--- START ---
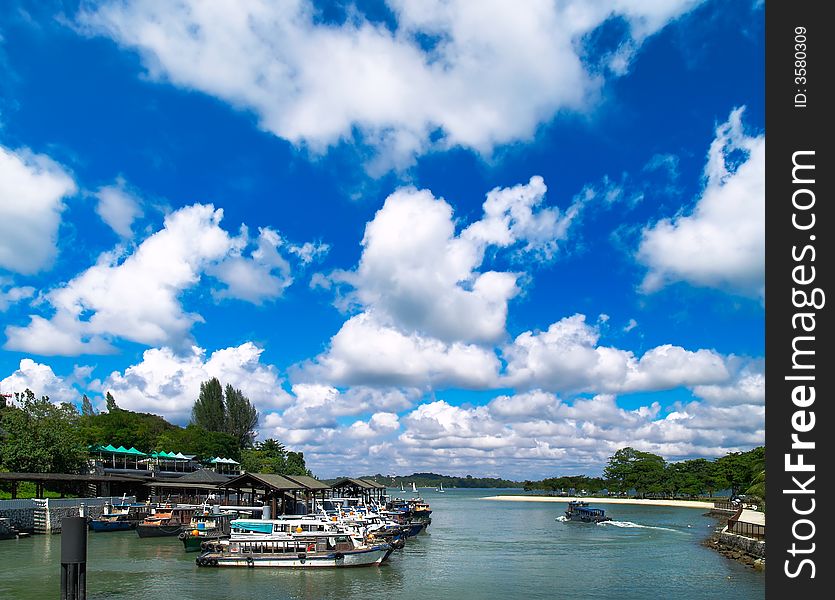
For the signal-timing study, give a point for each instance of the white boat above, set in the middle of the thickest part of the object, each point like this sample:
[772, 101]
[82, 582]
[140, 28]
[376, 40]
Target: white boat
[311, 551]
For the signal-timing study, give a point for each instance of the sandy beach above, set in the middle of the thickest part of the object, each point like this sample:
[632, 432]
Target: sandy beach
[640, 501]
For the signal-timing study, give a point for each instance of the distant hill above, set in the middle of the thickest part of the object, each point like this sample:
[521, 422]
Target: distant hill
[434, 479]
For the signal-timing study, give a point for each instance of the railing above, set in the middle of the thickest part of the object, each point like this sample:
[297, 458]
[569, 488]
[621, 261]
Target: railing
[752, 530]
[64, 502]
[16, 504]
--- END ---
**WORK TO COMPLETE**
The records above need to be reproduced exactly, with all images omitted.

**WRITTEN RESPONSE**
For the signal-timing study, give a point for each instance of the white boat above, set in the middle of the thickest part of the object, each point like this sample:
[772, 101]
[82, 582]
[140, 28]
[376, 40]
Target: white boat
[311, 551]
For the signal-timing study, give a point for each instance of the sandy beach above, set in the middle of the thickest part of the object, each point like this sample:
[632, 432]
Target: sandy beach
[640, 501]
For the signal-timing study, give a point for each instance of the distant hill above, set in the middle of the thickest part of the object, each point like this sample:
[521, 422]
Target: distant hill
[434, 479]
For the signal-timing study, give a point for each instance of the railing above, set in the middle of the thickest part of the object, each point like this sample:
[297, 458]
[569, 488]
[621, 261]
Target: railing
[752, 530]
[64, 502]
[16, 504]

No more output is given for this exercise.